Text section |

▬▬▬▬▬▬▬▬▬▬

CRM Functional Blueprint
Marketing, of all the business disciplines is the one today by far facing the greatest amount of change. Just to keep up, CMOs needs to be nearly full time students to consume and process all the changes occurring in channels, measurement, storytelling, and fundamentally how messages are brought to market. In developing the framework of Customer Relationship Marketing what I’ve hoped to accomplish is to provide the CMO a tool for visualizing the moving organizational parts to bridge the gap between what was, and what will be.
To kick off our conversation, let’s start by abstracting the CRM(arketing) diagram to focus on the marketing processes.
At this level, things should look familiar. Channel, brand, and direct are all common parts of the marketing organization. What may be somewhat unfamiliar, and where we will begin the detailed analysis, is the corporate information factory.
Corporate Information Factory
At its heart, the information factory is a database. This shouldn’t be alien to many marketers, as databases already play critical roles on both sides of the house divided, brand and direct. Albeit the metrics and usage are different between the two, there are often similarities if not overlaps in the data sets. The intent of centralizing the databases is to begin eliminating multiple customer versions and start focusing on one version of the truth.
Switching to a consolidated approach has operational benefits as well. Quality of data is critical to any campaign. Bad data translates to bad lists and flawed approaches. One area very vulnerable to data corruption is the extract, transform, and load (ETL) process that addresses moving and shaping data into useful views. Minimizing the ETL process across disparate systems, therefore, goes a long way toward promoting data hygiene.
For a much more technical description of the corporate information factory visit the site of its father, Bill Inmon.
Once a cleansed, detailed view of a customer is derived from the myriad data inputs, the factory can then supply rich source information to the downstream brand and direct activities.
Direct
Historically, the area labeled direct would correspond to the daily activities of a direct response marketer. List development; applying treatments; managing the execution of a digital campaign through an online marketing automation tool; all of these would be typically associated to normal, daily activities.
In context of the CRF, however, things are slightly different. Previously messaging was all about call-to-actions which typically culminated in a purchase. Now, however, the ambition is to use existing relationships to send desirable content via a pipe, as opposed to funnel, to known recipients.

▬▬▬▬▬▬▬▬▬▬

Supplied information |
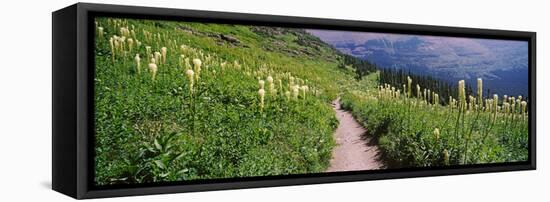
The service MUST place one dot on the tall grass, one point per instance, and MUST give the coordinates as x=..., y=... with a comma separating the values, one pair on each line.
x=415, y=132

▬▬▬▬▬▬▬▬▬▬

Task list |
(1) Reproduce the portion of the CRM blueprint above, starting at the words "For a much more" and stopping after "normal, daily activities.".
(2) According to the CRM blueprint above, in which areas must CMOs keep up with changes? List each one.

Written responses |
(1)
For a much more technical description of the corporate information factory visit the site of its father, Bill Inmon.
Once a cleansed, detailed view of a customer is derived from the myriad data inputs, the factory can then supply rich source information to the downstream brand and direct activities.
Direct
Historically, the area labeled direct would correspond to the daily activities of a direct response marketer. List development; applying treatments; managing the execution of a digital campaign through an online marketing automation tool; all of these would be typically associated to normal, daily activities.

(2)
- Channels
- Measurement
- Storytelling
- How messages are brought to market